» Task objective: State how many lines of the data below contain the string "possum". Reply with the number only.

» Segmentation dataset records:
**********

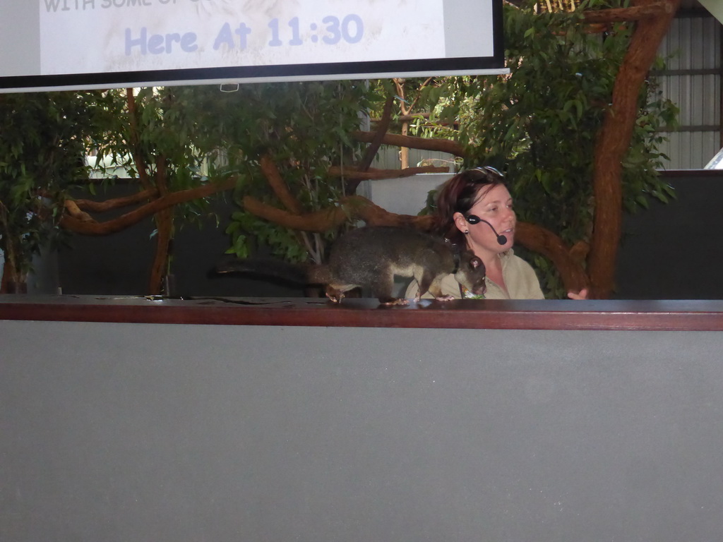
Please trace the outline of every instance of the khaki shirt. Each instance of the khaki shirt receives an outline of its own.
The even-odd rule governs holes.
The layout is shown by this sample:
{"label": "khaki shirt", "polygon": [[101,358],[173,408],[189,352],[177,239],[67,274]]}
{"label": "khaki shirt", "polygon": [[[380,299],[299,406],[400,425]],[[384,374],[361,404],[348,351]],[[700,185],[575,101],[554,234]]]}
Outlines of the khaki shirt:
{"label": "khaki shirt", "polygon": [[[486,278],[484,282],[487,291],[484,293],[485,299],[544,299],[539,280],[531,265],[518,256],[515,256],[511,249],[500,254],[500,259],[502,260],[502,276],[505,279],[507,292],[500,285]],[[416,297],[419,291],[419,285],[413,279],[407,288],[406,297]],[[442,293],[461,298],[459,283],[455,280],[453,275],[448,275],[442,279]],[[422,297],[423,299],[433,298],[429,292]]]}

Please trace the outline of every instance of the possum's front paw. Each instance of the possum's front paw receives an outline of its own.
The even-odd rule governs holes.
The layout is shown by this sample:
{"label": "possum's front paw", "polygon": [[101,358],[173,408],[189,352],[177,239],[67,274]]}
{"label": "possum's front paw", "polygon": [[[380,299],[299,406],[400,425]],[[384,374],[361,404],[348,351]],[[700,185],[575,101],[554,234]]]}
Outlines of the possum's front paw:
{"label": "possum's front paw", "polygon": [[435,299],[438,301],[451,301],[454,299],[454,296],[437,296]]}

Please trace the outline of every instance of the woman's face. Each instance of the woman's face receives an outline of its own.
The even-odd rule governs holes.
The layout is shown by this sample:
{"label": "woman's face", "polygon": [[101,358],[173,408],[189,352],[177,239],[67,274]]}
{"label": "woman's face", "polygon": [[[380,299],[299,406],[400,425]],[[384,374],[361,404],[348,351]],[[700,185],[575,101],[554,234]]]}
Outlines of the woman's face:
{"label": "woman's face", "polygon": [[465,236],[467,244],[476,254],[484,259],[485,254],[497,254],[512,247],[515,242],[517,217],[513,210],[512,197],[505,185],[497,184],[491,189],[483,186],[480,193],[482,197],[477,198],[467,214],[476,215],[489,222],[497,233],[507,238],[507,242],[500,245],[492,228],[484,222],[470,224],[461,212],[455,212],[454,219],[460,231],[469,231],[469,233]]}

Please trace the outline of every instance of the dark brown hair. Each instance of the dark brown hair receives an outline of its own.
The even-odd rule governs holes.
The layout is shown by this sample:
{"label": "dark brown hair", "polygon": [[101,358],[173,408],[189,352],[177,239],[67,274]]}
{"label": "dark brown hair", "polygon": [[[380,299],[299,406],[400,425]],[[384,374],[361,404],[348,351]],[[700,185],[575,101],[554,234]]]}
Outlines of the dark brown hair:
{"label": "dark brown hair", "polygon": [[464,234],[455,225],[454,214],[466,216],[479,198],[504,181],[504,176],[489,166],[466,169],[452,177],[437,194],[437,232],[458,246],[464,246]]}

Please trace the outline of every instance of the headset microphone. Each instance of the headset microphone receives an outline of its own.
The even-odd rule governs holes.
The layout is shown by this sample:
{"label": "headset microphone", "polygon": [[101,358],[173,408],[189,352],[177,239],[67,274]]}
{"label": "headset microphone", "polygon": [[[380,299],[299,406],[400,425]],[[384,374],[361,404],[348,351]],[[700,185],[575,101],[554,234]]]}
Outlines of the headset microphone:
{"label": "headset microphone", "polygon": [[494,232],[495,235],[497,236],[497,243],[499,243],[501,245],[503,245],[505,243],[507,243],[507,238],[505,236],[501,236],[499,233],[497,233],[497,230],[495,229],[495,227],[492,224],[490,224],[487,220],[480,218],[476,215],[469,215],[469,216],[466,216],[464,219],[470,224],[477,224],[480,222],[484,222],[485,224],[487,224],[488,226],[492,228],[492,232]]}

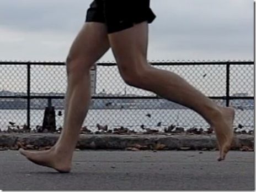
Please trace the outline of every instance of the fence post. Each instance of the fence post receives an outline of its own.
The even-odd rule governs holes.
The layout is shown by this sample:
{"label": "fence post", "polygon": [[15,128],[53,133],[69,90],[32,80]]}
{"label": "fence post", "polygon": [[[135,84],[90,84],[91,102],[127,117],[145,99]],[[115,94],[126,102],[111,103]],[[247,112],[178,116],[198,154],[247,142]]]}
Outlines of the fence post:
{"label": "fence post", "polygon": [[227,63],[226,65],[226,106],[230,106],[230,64]]}
{"label": "fence post", "polygon": [[28,128],[30,128],[30,64],[28,63],[27,65],[27,91],[28,96],[26,102],[26,120]]}

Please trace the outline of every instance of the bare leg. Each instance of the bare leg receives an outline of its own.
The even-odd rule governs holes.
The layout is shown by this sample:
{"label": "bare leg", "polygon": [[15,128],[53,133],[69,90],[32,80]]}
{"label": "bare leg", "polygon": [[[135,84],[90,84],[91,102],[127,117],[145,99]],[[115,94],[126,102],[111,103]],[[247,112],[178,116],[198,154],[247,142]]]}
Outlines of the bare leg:
{"label": "bare leg", "polygon": [[84,25],[73,43],[67,61],[68,86],[66,96],[63,129],[50,150],[31,152],[21,149],[29,160],[53,168],[60,172],[71,168],[73,151],[90,101],[90,67],[109,48],[104,24]]}
{"label": "bare leg", "polygon": [[233,109],[217,106],[179,75],[148,64],[146,22],[111,34],[109,39],[124,80],[131,86],[154,92],[201,115],[215,131],[220,151],[218,160],[224,160],[233,138]]}

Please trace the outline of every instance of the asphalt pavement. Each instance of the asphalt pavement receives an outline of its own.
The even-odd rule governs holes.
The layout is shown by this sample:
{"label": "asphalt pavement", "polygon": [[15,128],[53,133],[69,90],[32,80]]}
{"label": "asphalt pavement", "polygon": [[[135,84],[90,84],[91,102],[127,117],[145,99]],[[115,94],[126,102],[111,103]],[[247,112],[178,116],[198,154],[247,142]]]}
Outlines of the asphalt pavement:
{"label": "asphalt pavement", "polygon": [[60,174],[0,151],[0,189],[8,190],[254,190],[253,152],[76,151],[72,170]]}

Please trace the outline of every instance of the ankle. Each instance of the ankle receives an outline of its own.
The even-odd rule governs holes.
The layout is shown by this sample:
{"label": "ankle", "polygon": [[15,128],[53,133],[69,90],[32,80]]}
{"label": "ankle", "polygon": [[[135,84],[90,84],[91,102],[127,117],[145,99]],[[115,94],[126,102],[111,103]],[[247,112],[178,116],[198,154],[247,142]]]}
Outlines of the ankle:
{"label": "ankle", "polygon": [[214,126],[216,123],[222,120],[223,118],[222,112],[219,106],[211,108],[209,111],[210,117],[208,121],[211,125]]}

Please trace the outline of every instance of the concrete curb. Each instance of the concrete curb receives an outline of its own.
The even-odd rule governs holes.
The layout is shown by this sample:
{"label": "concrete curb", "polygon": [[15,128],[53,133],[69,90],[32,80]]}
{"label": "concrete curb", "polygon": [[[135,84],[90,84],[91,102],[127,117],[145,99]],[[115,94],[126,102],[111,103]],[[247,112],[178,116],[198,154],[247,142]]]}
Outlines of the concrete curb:
{"label": "concrete curb", "polygon": [[[40,149],[51,146],[59,134],[50,133],[0,133],[0,149]],[[254,148],[252,135],[236,134],[232,150]],[[217,147],[216,138],[211,135],[177,134],[81,134],[77,148],[109,150],[213,150]]]}

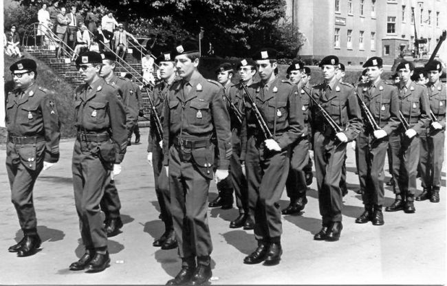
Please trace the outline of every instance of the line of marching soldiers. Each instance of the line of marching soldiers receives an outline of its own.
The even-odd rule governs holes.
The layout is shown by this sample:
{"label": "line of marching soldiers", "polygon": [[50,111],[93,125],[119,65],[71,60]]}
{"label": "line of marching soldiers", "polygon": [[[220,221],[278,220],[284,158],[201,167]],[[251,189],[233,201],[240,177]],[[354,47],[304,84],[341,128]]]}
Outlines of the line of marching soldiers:
{"label": "line of marching soldiers", "polygon": [[[162,80],[150,98],[147,160],[166,230],[153,245],[178,247],[182,258],[180,272],[168,285],[201,285],[211,277],[207,204],[213,178],[221,190],[211,206],[228,206],[223,190],[232,186],[239,215],[230,227],[254,230],[257,246],[244,258],[246,264],[279,263],[282,227],[277,202],[285,187],[291,201],[282,212],[305,208],[307,185],[312,180],[311,149],[322,216],[316,240],[340,236],[346,148],[353,140],[364,204],[357,223],[384,224],[387,150],[395,200],[385,210],[415,212],[421,152],[424,192],[415,199],[439,201],[446,115],[440,63],[426,66],[426,86],[411,80],[414,67],[402,62],[397,67],[400,81],[394,85],[381,78],[382,60],[373,57],[364,65],[369,81],[354,87],[342,82],[344,67],[329,56],[320,63],[323,82],[312,87],[310,69],[298,60],[287,69],[290,80],[281,80],[276,56],[274,50],[264,48],[240,60],[237,85],[230,84],[234,72],[228,64],[217,71],[219,82],[204,78],[197,69],[200,55],[194,42],[157,58]],[[136,122],[138,108],[132,102],[137,96],[123,91],[131,85],[113,77],[112,58],[87,52],[76,60],[85,83],[75,92],[78,134],[72,170],[85,253],[70,265],[71,270],[107,267],[107,238],[122,226],[113,177],[120,173]],[[10,70],[17,88],[7,97],[6,165],[24,237],[9,251],[24,256],[41,245],[32,188],[41,170],[58,159],[59,124],[54,94],[34,84],[36,63],[21,60]],[[254,82],[257,73],[261,80]]]}

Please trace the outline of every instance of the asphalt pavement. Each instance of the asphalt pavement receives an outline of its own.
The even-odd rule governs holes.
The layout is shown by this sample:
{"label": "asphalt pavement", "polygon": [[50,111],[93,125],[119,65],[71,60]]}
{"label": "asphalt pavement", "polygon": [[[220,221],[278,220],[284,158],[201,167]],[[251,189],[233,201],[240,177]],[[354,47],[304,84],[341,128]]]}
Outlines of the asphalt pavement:
{"label": "asphalt pavement", "polygon": [[[164,227],[158,219],[151,167],[146,160],[149,129],[141,131],[142,143],[128,148],[122,172],[116,178],[122,205],[122,232],[109,240],[110,267],[97,274],[68,270],[83,254],[72,187],[74,140],[62,140],[59,162],[37,179],[34,199],[42,249],[25,258],[8,252],[22,233],[10,201],[5,147],[0,146],[0,284],[160,285],[175,276],[180,269],[177,250],[152,246]],[[355,192],[359,186],[351,148],[347,168],[349,190],[344,197],[340,240],[313,240],[321,226],[314,179],[305,210],[298,215],[283,216],[284,253],[278,265],[243,264],[243,258],[256,248],[252,231],[228,228],[238,214],[235,206],[228,210],[208,209],[214,247],[211,284],[445,284],[445,170],[440,203],[415,202],[415,214],[384,212],[384,226],[373,226],[354,223],[363,205]],[[418,185],[419,193],[419,180]],[[212,183],[210,199],[216,195]],[[394,198],[389,187],[385,196],[389,206]],[[281,208],[288,204],[285,192],[279,204]]]}

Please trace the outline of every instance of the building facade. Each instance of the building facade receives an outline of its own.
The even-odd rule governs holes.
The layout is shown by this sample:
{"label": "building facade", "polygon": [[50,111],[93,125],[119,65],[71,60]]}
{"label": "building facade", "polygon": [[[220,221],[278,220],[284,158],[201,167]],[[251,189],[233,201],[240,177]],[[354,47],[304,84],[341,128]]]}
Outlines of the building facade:
{"label": "building facade", "polygon": [[[362,65],[380,56],[385,65],[405,50],[428,58],[447,28],[447,0],[286,0],[286,17],[305,36],[299,55],[321,59],[334,54],[342,63]],[[413,12],[414,12],[414,21]],[[415,23],[414,23],[415,22]],[[437,55],[446,62],[444,43]]]}

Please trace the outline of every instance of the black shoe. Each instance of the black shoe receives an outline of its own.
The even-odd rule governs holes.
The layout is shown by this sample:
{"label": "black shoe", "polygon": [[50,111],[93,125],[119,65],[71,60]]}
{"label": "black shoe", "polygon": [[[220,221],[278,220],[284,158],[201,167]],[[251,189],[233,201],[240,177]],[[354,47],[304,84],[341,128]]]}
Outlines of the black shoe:
{"label": "black shoe", "polygon": [[251,230],[254,228],[254,221],[252,217],[248,215],[246,219],[246,223],[243,224],[243,229],[246,230]]}
{"label": "black shoe", "polygon": [[400,199],[396,199],[391,206],[385,208],[385,212],[397,212],[404,209],[404,201]]}
{"label": "black shoe", "polygon": [[110,257],[109,252],[106,251],[105,254],[96,252],[93,258],[87,266],[88,272],[100,272],[110,266]]}
{"label": "black shoe", "polygon": [[329,232],[326,235],[326,241],[337,241],[340,239],[343,226],[341,221],[334,221]]}
{"label": "black shoe", "polygon": [[163,250],[172,250],[177,248],[177,238],[175,238],[175,232],[173,230],[171,230],[169,232],[169,234],[168,234],[166,239],[162,245],[162,249]]}
{"label": "black shoe", "polygon": [[87,265],[91,261],[95,254],[94,250],[85,250],[85,253],[78,261],[70,264],[69,270],[72,271],[84,270]]}
{"label": "black shoe", "polygon": [[175,278],[168,280],[166,285],[186,285],[190,282],[194,275],[195,267],[182,266],[182,270],[175,276]]}
{"label": "black shoe", "polygon": [[326,239],[326,236],[327,236],[327,232],[329,232],[329,226],[323,226],[323,228],[321,230],[314,236],[314,240],[316,241],[324,241]]}
{"label": "black shoe", "polygon": [[230,223],[230,228],[239,228],[243,227],[248,217],[248,214],[239,214],[236,219],[231,221]]}
{"label": "black shoe", "polygon": [[373,220],[373,208],[365,206],[364,211],[356,219],[356,223],[367,223]]}
{"label": "black shoe", "polygon": [[111,219],[106,223],[105,231],[107,233],[107,237],[115,236],[120,233],[120,229],[122,228],[122,221],[121,218]]}
{"label": "black shoe", "polygon": [[35,254],[42,243],[38,234],[25,235],[24,239],[25,241],[17,250],[18,257],[29,256]]}
{"label": "black shoe", "polygon": [[245,264],[257,264],[261,263],[267,257],[268,252],[268,244],[265,242],[258,243],[258,248],[251,254],[243,258]]}
{"label": "black shoe", "polygon": [[280,243],[271,243],[268,248],[268,252],[264,261],[264,265],[275,265],[279,263],[283,254],[283,249]]}
{"label": "black shoe", "polygon": [[201,285],[208,282],[212,276],[211,265],[199,264],[189,283],[190,285]]}

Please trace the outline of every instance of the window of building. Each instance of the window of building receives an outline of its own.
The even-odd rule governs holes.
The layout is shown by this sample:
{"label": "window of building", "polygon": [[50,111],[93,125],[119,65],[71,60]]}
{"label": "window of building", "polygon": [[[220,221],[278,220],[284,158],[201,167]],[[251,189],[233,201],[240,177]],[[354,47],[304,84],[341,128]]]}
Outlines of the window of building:
{"label": "window of building", "polygon": [[364,34],[364,31],[360,31],[360,33],[358,36],[358,50],[364,50],[364,44],[363,43],[363,35]]}
{"label": "window of building", "polygon": [[386,23],[386,32],[388,34],[395,34],[396,32],[396,17],[388,17]]}
{"label": "window of building", "polygon": [[340,28],[336,28],[334,34],[334,47],[340,49]]}

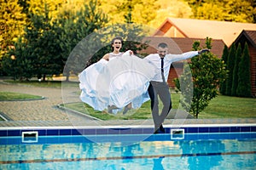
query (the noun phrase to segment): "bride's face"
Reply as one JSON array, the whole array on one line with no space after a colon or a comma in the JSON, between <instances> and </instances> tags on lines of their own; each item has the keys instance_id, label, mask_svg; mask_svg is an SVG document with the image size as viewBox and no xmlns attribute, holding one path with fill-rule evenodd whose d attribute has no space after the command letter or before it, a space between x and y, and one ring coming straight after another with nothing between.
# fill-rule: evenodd
<instances>
[{"instance_id":1,"label":"bride's face","mask_svg":"<svg viewBox=\"0 0 256 170\"><path fill-rule=\"evenodd\" d=\"M119 51L122 48L122 42L119 39L116 39L113 41L112 47L113 48L113 51Z\"/></svg>"}]
</instances>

**********

» The output: 5